■ **Text block**

[Start]

A large store building was erected by H. Van Dam, which was the third important business building constructed in Pella. Here Mr. Van Dam and his sons conducted an extensive mercantile business for a number of years.

J. Berkhout conducted a very successful general store for many years on Washington street, on the corner afterwards occupied by Arie Boogaards as a residence.

A. G. van der Meulen opened a jewelry store on West Washington street on the corner that in later years became the residence of L. Stegeman and family. This was the beginning of the mercantile firm that afterwards became known as one of the largest and most successful business concerns in central Iowa, and is still doing an extensive business under the firm name of Van der Meulen & Company.

On Franklin street, on the corner west of the Garden City Feeder Factory, H. Kuyper opened a jewelry store that in later years developed into a general merchandise establishment that was conducted for many years on the corner where the Bell clothing store is now located, and up to recent years in the store room now occupied by Doedyn & Son.

In the block on Franklin street, west of the Garden City Feeder Factory, the Van Spanckeren Brothers had established a shoe shop, and Dikker & Van Gorkom a blacksmith shop. In the early years the mercantile business was scattered over Pella from the extreme east limits of the city to the west end of Washington street. For a long time B. H. Van Spanckeren, Sr., had a bakery on East 3d street, about two blocks south of the East Market Square.

At that time the main thoroughfare came up from the south through East 3d street to the southeast corner of the East Market, then cut across the Market to the J. J. Bousquet corner, thence north to Franklin street, west to Main, north to Washington and thence west to the city limits. For many years the business of Pella was located along this route, and Washington street was the most important business street of Pella.

[End]

■ **Work to be completed**
Continue the text on early Pella businesses from where it stops, after the passage about the main thoroughfare and Washington street.

■ **Material**

[Start]

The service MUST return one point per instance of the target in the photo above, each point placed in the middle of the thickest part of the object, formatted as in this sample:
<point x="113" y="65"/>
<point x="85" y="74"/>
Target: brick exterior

[End]

■ **Reply**
Among the most prominent of the arrivals in 1849 was Mr. A. E. Dudok Bousquet. Not only was he a man of education and culture, but for those days he was a man of means, and being full of public spirit, he became an important factor in the commercial development of the community and a leader in all that made for the moral and educational improvement of Pella. Mention has already been made of his unselfish efforts to provide Pella with better transportation facilities. In addition to this he associated himself with Pella's first mercantile firm, Wolters & Smeenk. The financial strength which he added to the firm enabled it to carry a much larger stock of merchandise than any Pella had before, and also made it possible for the firm to erect the largest store building in the town, being the first two-story business block built in Pella. This was one block west of the northwest corner of the Square, on the corner known to the present generation as the G. Thomassen corner. Here, in the old "Pella Store," this enterprising firm carried on one of the most extensive mercantile establishments in Pella.

It was during these years that the first hog packing business had its beginning. In 1852 the firm of Bousquet, Wolters & Smeenk slaughtered and packed 500 hogs.